## 取り組む課題
本文の「ただ、すぐに「専門は交通事故です。」と回答することはためらってしまいます。」から「などと考えてしまうからです。」まで(「などと考えてしまうからです。」も含む)を、一字も変えずに書き出すこと。

## 本文
******************************

弁護士コラム

2014/03

専門分野か得意分野か

原田 雅紀

「ご専門は何ですか?」
プライベートで初めてお会いする方に、私が弁護士であることを伝えると、このように質問されることが良くあります。

正直なところ、この質問に対する回答はとても難しいのです。

私は、他の弁護士と比較すると、交通事故・損害保険の案件を扱うことが多いため、「交通事故」という回答を最初に思いつきます。

 ただ、すぐに「専門は交通事故です。」と回答することはためらってしまいます。
なぜなら、

「『交通事故が専門です。』と回答すると、『それ以外の分野は扱っていない。不得意。』との印象を与えてしまわないかな。」
「離婚・親子問題や債務整理(借金)問題もかなり多く扱っているので、得意分野と言って大丈夫かな。」
「同期の弁護士と比べると、建物明渡などの不動産案件も多い方。」
「中小企業から依頼されて契約書を作成したり、チェックしたりもしてるよな。」

 などと考えてしまうからです。

そこで、私は、「『専門』というわけではないのですが、経験上、交通事故を多く扱ってきたので、交通事故が『得意』です。でも、交通事故だけを扱っているのではなく、離婚・相続とか、借金とか、不動産問題とか、いろいろやっているんですよ。」と回答することが多いです。

 東京の都心部には、例えば、知的財産だけを扱い、それ以外の分野は扱わないような法律事務所があります。そのような法律事務所の弁護士は、迷うことなく「知的財産です。」と回答するでしょう。
しかし、いわゆる「マチベン(=町の弁護士)」と呼ばれる弁護士は、1つの分野だけを専門に扱い、それ以外の分野は扱わないというようなことはないと思います。例えば、離婚問題だけ扱っていますとか、刑事事件だけを扱っていますというような弁護士はほとんどいません。ただ、その逆、例えば、離婚問題だけは扱わないというような弁護士はいるかもしれませんが。

 町のお医者さんは、内科、整形外科、眼科などの専門ごとに開業することが多いですが、町の弁護士(マチベン)は、それとは異なり、あたかも弁護士1人1人が総合病院のようになっているのです。

 ただ、相談者や依頼者の方が、お医者さんに求めるように、弁護士にも「専門であること」を求めるのは当然だと思います。

 私は、必ずしも「専門」ではなくても、自分が担当する案件については、しっかりと調査、勉強することにより(幸いにも、当事務所には数多くの文献・書籍が揃っています。)経験を重ね、一つでも多くの分野を自信をもって「得意」と言えるよう、日々、頑張っていきたいと思っています。

******************************

[保存済みの項目]
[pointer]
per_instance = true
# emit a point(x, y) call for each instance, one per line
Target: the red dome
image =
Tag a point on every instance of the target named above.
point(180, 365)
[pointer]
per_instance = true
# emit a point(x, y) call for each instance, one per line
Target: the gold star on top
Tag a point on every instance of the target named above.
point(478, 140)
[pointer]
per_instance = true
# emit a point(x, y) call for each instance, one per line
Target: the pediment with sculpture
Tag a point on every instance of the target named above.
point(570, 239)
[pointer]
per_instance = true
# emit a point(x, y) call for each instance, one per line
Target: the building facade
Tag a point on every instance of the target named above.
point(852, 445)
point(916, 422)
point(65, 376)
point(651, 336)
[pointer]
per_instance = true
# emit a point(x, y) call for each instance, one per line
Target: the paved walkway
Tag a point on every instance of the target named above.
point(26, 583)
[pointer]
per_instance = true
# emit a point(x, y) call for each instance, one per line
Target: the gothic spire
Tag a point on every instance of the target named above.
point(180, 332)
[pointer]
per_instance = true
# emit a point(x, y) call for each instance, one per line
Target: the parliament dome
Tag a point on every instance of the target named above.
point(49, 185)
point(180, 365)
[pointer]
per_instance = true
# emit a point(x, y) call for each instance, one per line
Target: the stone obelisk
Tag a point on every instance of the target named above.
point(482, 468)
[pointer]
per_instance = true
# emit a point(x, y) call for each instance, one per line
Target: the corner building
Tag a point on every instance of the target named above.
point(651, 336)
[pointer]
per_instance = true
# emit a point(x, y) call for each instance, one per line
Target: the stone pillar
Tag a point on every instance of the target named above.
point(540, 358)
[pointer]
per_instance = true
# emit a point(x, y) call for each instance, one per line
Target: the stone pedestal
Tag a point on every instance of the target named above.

******************************

## 課題の回答
ただ、すぐに「専門は交通事故です。」と回答することはためらってしまいます。
なぜなら、

「『交通事故が専門です。』と回答すると、『それ以外の分野は扱っていない。不得意。』との印象を与えてしまわないかな。」
「離婚・親子問題や債務整理(借金)問題もかなり多く扱っているので、得意分野と言って大丈夫かな。」
「同期の弁護士と比べると、建物明渡などの不動産案件も多い方。」
「中小企業から依頼されて契約書を作成したり、チェックしたりもしてるよな。」

 などと考えてしまうからです。